Problem requirements -
Repeat the lines starting at the first one and ending at the line that contains "561 348 L 553", swapping "bar stool" for "counter stool" and leaving everything else unchanged.

BEGIN

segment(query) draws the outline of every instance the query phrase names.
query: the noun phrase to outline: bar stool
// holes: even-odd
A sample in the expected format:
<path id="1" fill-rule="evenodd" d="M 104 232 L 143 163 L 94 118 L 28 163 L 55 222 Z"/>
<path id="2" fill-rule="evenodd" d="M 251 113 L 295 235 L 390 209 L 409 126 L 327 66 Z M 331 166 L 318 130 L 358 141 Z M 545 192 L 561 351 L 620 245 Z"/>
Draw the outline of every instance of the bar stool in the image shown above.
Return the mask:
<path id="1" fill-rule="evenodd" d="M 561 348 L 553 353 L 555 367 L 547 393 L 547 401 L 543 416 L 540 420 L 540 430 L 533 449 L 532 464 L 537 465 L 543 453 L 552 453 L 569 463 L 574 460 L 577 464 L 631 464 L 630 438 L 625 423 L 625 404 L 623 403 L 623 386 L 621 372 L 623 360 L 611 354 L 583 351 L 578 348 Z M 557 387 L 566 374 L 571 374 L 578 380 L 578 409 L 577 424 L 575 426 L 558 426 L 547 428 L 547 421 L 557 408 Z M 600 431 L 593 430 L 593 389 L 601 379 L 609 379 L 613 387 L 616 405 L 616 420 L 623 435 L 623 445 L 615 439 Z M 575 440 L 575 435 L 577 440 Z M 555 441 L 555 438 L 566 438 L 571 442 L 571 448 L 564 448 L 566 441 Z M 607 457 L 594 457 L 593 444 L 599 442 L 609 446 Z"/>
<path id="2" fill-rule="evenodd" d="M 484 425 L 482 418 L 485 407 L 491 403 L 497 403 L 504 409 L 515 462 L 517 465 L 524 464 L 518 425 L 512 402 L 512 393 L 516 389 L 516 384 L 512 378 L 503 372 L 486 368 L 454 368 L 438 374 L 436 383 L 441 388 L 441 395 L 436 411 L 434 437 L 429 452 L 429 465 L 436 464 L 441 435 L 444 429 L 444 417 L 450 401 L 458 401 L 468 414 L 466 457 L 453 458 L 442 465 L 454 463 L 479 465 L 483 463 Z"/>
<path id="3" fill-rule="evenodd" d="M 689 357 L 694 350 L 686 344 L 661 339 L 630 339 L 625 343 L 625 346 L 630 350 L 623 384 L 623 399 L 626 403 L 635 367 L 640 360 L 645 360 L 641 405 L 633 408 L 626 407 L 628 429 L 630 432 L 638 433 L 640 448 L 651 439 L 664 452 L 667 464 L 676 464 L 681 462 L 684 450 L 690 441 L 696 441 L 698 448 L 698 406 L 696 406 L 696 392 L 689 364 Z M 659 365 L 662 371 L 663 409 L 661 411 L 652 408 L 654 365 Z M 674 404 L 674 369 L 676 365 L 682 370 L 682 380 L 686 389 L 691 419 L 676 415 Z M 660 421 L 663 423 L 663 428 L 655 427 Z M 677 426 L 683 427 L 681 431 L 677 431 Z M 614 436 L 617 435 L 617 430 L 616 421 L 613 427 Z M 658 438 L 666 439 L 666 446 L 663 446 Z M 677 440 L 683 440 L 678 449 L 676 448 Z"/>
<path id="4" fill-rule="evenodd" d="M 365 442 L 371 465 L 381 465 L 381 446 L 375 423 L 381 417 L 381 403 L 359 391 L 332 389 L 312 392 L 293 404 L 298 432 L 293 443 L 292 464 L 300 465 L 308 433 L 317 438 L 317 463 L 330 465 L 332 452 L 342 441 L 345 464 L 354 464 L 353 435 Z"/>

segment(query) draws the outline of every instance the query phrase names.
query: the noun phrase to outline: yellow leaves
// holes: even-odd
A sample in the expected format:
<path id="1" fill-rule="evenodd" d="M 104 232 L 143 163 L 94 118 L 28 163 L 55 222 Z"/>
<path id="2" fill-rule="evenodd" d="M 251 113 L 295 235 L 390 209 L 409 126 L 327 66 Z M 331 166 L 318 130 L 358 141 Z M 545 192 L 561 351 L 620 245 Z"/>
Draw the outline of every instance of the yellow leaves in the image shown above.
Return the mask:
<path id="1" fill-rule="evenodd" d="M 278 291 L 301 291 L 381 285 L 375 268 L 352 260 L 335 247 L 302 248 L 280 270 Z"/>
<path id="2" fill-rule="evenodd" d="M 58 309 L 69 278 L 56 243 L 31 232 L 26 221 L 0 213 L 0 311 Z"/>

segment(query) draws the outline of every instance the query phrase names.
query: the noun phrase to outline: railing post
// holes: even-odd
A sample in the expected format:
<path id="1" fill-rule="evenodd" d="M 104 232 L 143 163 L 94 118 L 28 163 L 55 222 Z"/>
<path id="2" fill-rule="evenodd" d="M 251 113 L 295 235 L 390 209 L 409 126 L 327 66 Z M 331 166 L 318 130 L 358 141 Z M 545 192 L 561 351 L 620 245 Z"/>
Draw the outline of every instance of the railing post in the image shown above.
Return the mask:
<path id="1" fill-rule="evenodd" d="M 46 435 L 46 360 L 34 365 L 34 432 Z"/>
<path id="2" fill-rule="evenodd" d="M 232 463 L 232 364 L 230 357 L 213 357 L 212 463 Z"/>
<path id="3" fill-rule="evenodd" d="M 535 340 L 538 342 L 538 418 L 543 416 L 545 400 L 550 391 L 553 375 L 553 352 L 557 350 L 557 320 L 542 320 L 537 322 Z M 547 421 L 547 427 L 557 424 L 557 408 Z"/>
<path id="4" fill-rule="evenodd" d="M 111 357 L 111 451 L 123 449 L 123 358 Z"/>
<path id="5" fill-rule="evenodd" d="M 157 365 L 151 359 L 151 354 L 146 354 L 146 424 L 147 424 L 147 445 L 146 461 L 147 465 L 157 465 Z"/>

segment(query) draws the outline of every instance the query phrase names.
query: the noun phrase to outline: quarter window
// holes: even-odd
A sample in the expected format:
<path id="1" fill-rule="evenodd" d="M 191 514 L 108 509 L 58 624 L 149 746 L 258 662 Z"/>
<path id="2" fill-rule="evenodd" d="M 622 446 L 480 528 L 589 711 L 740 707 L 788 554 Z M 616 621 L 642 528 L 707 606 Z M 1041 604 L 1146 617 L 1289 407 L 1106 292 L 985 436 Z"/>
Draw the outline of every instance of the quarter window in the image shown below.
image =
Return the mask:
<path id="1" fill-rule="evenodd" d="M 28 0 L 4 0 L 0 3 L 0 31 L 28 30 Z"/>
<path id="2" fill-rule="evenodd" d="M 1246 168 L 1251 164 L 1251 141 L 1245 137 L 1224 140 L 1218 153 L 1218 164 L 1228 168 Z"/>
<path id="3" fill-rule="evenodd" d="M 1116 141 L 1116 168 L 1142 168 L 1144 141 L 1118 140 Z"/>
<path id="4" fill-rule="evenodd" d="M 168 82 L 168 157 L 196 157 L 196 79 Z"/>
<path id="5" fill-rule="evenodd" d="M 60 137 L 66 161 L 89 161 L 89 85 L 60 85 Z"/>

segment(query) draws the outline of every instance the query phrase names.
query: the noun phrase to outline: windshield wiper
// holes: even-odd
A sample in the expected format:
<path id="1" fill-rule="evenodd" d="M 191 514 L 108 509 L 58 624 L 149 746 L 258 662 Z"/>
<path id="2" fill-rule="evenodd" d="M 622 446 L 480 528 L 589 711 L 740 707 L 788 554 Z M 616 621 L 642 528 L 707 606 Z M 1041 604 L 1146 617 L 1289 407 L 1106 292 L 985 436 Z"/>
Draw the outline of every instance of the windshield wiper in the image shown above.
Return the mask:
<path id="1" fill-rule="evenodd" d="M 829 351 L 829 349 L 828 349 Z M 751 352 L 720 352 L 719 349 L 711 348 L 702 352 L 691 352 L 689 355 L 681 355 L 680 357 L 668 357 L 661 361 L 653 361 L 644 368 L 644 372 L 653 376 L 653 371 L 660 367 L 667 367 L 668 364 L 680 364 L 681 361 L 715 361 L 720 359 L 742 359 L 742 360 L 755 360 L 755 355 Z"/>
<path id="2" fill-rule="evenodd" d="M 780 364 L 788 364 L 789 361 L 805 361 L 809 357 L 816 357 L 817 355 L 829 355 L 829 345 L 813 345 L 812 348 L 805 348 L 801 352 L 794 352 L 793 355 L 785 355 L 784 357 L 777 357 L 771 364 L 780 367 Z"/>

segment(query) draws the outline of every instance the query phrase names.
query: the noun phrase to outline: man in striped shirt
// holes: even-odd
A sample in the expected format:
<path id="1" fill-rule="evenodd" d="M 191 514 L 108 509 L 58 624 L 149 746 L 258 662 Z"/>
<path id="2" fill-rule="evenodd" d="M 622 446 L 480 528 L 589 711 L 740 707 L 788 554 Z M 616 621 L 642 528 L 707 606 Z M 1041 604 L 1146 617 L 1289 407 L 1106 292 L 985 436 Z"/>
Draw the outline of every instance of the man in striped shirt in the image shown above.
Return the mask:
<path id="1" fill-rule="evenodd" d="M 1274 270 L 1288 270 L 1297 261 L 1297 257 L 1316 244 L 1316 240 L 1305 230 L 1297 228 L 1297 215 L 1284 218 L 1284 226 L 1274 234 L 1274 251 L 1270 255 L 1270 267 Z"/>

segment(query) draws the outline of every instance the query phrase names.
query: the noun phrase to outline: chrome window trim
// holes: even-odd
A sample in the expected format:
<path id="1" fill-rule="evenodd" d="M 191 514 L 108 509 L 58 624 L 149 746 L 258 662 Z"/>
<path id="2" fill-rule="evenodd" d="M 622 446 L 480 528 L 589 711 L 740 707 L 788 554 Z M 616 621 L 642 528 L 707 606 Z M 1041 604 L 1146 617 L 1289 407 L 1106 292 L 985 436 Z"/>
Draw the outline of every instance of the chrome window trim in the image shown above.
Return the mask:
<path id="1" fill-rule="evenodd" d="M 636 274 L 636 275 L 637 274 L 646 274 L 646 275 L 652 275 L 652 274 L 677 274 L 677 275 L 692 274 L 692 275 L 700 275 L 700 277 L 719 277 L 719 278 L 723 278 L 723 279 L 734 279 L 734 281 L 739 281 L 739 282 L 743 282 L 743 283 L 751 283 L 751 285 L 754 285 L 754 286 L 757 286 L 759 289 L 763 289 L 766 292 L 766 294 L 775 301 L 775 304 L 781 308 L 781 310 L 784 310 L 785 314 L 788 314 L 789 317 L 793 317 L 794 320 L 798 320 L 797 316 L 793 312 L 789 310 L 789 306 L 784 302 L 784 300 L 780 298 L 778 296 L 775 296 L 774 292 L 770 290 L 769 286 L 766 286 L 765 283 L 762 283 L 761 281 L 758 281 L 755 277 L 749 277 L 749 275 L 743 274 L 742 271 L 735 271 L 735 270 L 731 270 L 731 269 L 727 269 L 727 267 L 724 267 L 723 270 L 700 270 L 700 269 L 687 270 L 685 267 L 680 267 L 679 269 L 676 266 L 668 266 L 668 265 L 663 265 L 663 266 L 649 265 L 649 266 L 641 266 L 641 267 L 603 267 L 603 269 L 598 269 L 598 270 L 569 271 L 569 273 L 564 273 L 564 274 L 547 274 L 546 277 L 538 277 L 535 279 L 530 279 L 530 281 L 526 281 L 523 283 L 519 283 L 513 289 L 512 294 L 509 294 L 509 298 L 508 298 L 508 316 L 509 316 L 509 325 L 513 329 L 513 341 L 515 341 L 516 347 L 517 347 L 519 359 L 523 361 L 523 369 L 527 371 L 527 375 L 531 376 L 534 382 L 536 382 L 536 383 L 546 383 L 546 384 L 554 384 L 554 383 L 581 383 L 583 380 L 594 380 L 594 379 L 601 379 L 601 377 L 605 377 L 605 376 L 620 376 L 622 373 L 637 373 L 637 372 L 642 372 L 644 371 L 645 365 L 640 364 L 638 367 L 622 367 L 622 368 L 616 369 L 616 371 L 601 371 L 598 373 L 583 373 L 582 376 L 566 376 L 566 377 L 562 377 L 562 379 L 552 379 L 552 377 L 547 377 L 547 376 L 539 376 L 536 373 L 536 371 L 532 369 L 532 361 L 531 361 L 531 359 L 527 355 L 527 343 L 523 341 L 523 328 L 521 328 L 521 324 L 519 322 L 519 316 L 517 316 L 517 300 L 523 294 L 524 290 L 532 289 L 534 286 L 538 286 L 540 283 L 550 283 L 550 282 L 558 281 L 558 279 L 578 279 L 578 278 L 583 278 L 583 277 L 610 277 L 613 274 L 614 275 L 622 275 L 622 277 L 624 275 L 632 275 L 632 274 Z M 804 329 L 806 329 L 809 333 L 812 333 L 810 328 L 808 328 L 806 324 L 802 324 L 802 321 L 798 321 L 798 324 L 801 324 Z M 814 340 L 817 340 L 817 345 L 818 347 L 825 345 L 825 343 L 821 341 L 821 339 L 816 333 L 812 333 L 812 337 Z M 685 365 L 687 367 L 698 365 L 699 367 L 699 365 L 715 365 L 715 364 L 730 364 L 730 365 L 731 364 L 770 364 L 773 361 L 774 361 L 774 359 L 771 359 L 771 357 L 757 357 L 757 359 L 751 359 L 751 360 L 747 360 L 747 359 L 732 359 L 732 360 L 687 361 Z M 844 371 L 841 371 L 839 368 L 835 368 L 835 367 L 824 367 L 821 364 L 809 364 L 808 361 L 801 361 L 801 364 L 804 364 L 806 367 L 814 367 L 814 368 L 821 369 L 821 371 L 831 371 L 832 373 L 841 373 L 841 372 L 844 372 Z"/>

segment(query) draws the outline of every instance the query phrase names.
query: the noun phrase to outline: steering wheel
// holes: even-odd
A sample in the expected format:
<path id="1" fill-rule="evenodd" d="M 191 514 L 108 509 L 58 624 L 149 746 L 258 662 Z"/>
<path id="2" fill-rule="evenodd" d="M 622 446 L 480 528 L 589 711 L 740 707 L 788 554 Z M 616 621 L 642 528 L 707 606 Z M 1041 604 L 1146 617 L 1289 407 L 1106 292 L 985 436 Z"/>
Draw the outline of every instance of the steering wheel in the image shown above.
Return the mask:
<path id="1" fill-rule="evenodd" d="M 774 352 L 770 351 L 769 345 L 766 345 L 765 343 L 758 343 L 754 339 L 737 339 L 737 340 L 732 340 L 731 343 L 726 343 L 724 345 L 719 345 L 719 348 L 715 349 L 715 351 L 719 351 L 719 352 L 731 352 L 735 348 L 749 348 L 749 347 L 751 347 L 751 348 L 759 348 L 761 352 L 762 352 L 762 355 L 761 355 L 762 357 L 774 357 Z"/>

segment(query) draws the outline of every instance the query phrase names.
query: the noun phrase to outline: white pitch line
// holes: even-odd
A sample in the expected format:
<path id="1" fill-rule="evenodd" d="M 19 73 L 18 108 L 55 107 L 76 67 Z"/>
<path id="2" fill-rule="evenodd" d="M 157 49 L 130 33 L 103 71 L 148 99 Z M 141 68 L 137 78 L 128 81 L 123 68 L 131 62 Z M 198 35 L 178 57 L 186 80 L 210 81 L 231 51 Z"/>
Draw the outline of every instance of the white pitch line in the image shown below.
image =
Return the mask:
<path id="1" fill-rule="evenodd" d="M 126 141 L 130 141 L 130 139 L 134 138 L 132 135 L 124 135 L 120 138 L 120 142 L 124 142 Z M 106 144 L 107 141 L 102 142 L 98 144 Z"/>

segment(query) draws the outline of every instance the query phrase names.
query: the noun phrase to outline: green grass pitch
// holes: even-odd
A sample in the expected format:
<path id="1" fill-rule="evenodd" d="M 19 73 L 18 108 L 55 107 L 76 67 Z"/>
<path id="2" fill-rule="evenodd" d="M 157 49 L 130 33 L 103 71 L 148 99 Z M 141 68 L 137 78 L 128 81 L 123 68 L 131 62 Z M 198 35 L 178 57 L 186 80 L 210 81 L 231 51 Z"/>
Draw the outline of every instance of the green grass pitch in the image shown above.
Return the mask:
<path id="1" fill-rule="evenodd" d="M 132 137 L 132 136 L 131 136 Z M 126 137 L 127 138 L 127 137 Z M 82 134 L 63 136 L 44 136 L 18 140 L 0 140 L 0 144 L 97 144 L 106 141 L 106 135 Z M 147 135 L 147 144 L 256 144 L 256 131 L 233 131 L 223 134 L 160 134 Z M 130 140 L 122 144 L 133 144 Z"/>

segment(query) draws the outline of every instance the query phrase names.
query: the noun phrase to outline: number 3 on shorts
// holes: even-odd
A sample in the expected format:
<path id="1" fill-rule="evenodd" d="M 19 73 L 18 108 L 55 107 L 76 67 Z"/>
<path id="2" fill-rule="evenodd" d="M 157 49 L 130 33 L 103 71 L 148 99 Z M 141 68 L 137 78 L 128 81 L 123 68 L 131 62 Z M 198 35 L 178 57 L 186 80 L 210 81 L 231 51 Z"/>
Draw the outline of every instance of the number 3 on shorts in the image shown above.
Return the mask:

END

Result for this exercise -
segment(query) draws the outline of every instance the query phrase names.
query: the noun phrase to outline: counter stool
// holes: even-odd
A sample in the expected format:
<path id="1" fill-rule="evenodd" d="M 104 232 L 143 163 L 94 118 L 28 163 L 55 222 Z"/>
<path id="2" fill-rule="evenodd" d="M 251 113 L 295 235 L 390 209 L 409 126 L 327 66 Z M 331 166 L 318 130 L 358 141 Z M 545 192 L 561 351 L 620 245 Z"/>
Draw the outline of every instance of the counter stool in the image shown above.
Return the mask:
<path id="1" fill-rule="evenodd" d="M 561 348 L 553 353 L 555 367 L 547 393 L 547 401 L 543 416 L 540 420 L 540 430 L 533 449 L 532 464 L 537 465 L 543 453 L 552 453 L 569 463 L 574 460 L 577 464 L 631 464 L 630 438 L 625 423 L 625 404 L 623 403 L 623 386 L 621 372 L 623 360 L 611 354 L 583 351 L 578 348 Z M 557 387 L 566 374 L 571 374 L 578 380 L 578 409 L 577 424 L 575 426 L 558 426 L 547 428 L 547 421 L 557 408 Z M 600 431 L 593 430 L 593 389 L 601 379 L 609 379 L 613 387 L 616 405 L 616 420 L 623 435 L 623 445 L 615 439 Z M 575 440 L 575 435 L 577 440 Z M 555 441 L 555 438 L 566 438 L 571 442 L 571 448 L 564 448 L 566 441 Z M 607 457 L 594 457 L 593 444 L 599 442 L 609 446 Z"/>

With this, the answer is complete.